• EXERCISE PROMPT
Reproduce, word for word, the lines of the records below from the one containing "Would you please place a dot on the white-framed" through the end of the records, inclusive.
━━━ DATA RECORDS
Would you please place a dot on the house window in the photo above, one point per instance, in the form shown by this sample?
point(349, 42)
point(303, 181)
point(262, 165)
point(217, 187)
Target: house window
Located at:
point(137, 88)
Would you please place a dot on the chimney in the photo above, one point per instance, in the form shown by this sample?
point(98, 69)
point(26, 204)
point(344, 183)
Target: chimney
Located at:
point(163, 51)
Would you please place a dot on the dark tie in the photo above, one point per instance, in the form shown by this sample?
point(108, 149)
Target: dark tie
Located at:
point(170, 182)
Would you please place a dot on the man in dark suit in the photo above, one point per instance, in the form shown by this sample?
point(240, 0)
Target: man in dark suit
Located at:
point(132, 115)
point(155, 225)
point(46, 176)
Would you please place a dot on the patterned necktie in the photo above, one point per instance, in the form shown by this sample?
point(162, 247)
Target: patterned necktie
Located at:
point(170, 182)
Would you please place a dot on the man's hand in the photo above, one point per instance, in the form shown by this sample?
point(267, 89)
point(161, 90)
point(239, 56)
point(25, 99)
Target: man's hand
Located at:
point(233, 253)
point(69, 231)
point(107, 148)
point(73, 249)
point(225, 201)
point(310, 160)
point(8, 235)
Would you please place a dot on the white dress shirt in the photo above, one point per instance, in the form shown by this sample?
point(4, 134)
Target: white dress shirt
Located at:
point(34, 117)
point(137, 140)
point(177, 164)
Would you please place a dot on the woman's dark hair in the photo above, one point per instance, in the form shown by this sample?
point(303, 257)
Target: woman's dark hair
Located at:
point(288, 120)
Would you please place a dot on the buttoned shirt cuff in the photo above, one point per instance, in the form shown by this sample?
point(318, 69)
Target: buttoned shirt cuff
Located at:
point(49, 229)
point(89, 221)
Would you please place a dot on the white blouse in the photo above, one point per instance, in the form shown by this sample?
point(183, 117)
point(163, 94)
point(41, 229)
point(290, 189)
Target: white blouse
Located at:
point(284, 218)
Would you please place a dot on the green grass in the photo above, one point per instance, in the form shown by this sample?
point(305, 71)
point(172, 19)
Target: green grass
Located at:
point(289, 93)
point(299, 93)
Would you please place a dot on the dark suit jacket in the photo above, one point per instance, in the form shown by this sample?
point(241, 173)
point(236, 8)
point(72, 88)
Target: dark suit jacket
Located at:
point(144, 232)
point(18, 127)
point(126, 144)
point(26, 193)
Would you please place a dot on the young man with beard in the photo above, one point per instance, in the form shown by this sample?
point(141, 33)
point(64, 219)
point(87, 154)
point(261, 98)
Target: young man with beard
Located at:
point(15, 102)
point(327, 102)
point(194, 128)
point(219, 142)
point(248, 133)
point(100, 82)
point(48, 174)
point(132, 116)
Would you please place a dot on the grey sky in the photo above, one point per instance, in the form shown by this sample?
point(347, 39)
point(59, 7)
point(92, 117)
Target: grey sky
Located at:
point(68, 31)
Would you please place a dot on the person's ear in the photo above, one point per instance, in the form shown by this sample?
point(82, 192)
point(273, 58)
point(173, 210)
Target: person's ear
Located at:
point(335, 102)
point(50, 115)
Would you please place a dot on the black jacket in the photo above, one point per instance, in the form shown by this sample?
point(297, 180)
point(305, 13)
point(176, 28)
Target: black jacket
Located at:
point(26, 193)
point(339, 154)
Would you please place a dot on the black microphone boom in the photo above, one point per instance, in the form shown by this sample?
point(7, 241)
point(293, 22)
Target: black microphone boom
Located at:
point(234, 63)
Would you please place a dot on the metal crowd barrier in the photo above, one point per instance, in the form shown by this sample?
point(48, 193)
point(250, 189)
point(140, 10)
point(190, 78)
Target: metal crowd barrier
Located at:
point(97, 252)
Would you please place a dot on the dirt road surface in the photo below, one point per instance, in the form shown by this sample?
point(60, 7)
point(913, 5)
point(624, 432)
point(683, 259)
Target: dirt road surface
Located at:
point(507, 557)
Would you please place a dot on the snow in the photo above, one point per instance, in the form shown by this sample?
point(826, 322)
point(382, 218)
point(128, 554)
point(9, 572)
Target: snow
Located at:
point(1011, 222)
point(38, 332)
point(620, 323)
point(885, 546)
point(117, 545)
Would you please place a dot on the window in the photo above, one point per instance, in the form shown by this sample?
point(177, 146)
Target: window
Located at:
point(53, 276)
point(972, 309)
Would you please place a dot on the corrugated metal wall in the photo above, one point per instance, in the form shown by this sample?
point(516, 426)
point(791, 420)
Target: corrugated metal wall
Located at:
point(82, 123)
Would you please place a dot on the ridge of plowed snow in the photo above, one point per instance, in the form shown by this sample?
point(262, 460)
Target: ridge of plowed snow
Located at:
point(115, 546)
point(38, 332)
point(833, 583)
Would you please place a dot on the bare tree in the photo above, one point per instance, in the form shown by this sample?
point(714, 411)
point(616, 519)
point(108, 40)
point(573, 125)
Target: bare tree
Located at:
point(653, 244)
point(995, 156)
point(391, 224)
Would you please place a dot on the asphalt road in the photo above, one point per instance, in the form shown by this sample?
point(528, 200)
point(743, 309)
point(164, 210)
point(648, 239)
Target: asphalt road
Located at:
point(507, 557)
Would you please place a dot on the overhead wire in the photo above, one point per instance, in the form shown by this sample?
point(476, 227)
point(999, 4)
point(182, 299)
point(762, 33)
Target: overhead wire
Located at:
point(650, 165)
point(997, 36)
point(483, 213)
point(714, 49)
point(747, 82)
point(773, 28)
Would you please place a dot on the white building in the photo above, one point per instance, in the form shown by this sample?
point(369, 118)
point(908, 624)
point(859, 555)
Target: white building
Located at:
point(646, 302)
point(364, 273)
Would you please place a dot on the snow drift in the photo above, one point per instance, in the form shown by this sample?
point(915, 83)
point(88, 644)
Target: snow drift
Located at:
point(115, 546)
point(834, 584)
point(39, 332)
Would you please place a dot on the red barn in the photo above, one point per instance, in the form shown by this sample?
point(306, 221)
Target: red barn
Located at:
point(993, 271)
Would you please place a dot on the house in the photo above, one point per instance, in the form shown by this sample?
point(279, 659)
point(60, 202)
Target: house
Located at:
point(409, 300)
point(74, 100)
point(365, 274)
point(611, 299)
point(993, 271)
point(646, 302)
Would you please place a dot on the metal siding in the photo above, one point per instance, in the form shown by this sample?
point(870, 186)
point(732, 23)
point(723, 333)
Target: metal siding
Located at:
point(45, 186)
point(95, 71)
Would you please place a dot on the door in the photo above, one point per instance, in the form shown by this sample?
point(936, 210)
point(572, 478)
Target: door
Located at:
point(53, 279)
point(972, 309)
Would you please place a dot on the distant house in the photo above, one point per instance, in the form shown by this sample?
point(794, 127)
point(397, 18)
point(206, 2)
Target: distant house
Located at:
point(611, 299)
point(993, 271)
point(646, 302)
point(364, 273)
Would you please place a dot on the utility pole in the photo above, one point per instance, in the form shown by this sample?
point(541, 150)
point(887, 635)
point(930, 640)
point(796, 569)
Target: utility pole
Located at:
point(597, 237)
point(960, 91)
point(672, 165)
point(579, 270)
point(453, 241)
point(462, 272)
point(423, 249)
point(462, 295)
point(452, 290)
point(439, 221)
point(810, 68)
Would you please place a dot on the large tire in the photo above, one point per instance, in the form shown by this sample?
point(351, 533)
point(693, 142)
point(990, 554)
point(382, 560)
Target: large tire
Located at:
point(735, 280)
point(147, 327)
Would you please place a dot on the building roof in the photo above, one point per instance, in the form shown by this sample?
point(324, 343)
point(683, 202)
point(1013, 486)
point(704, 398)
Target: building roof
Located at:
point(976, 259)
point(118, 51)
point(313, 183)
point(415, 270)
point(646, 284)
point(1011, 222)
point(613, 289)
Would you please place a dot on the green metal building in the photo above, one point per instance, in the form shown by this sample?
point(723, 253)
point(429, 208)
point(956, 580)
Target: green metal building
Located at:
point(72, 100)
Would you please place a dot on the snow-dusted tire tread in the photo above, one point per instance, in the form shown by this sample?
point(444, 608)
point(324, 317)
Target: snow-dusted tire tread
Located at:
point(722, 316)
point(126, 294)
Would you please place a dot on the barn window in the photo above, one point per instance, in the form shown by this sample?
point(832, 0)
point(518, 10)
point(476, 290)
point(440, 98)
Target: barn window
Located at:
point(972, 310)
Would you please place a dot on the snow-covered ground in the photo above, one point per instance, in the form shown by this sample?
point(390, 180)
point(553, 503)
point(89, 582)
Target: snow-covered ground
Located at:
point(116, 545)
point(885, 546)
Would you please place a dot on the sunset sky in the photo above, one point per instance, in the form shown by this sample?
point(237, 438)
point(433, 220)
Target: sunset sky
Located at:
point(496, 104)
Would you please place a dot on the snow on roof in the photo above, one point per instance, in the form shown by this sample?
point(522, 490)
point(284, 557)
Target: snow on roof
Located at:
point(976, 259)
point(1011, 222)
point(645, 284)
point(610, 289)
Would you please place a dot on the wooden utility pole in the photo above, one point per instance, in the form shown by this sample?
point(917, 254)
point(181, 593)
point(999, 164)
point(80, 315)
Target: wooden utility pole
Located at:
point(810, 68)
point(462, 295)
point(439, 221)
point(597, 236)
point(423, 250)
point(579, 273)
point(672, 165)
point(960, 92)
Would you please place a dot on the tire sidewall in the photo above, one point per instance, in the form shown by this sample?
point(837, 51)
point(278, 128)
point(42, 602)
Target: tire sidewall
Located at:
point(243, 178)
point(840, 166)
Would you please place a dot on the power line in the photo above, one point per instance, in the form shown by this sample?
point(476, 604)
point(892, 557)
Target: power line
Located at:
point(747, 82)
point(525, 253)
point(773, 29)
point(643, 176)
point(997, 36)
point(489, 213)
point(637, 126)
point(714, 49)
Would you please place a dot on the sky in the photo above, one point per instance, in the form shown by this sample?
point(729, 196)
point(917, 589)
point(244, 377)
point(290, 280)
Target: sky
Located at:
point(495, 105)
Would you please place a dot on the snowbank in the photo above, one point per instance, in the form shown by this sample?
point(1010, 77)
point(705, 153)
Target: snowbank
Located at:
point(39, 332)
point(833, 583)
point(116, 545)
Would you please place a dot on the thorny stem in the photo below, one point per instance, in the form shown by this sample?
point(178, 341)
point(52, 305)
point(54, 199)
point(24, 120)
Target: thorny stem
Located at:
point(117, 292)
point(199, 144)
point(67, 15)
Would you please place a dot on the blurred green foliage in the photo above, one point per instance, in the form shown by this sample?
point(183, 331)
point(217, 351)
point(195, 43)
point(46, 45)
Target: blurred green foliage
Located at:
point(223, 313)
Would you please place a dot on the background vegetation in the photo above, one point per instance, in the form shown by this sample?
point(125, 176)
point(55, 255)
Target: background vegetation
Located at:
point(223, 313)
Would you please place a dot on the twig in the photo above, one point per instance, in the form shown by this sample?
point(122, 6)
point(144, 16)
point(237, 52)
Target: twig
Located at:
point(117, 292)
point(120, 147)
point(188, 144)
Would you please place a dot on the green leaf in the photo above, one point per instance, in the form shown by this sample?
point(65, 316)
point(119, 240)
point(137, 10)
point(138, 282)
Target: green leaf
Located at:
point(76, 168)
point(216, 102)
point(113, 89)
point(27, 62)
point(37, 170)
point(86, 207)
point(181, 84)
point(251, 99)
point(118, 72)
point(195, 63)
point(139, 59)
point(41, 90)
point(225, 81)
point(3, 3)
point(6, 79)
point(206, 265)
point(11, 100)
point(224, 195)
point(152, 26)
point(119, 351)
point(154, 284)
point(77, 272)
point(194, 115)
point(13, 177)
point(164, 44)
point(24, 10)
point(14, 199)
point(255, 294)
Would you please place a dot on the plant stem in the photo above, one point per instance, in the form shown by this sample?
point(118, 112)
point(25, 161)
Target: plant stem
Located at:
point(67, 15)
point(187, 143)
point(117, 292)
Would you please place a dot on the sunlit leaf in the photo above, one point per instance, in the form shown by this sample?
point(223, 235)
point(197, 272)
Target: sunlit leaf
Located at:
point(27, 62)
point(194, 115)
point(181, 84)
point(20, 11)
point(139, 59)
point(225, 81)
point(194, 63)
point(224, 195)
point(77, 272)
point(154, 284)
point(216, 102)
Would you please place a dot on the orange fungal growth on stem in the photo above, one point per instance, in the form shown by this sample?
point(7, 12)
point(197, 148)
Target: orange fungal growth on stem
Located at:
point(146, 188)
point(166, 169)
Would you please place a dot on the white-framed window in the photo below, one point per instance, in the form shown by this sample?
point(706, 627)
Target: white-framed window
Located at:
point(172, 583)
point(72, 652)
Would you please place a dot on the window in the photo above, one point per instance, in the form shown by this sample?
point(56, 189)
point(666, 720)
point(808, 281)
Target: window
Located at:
━━━━━━
• RESPONSE TO THE EXERCISE
Would you please place a dot on the white-framed window in the photo below, one point per instance, in the form shown by this sample?
point(706, 627)
Target: white-framed window
Located at:
point(172, 583)
point(72, 652)
Would you please place a dot on the window in the photo above, one point per instance, in the form shown by this sample?
point(56, 189)
point(666, 720)
point(808, 281)
Target: window
Located at:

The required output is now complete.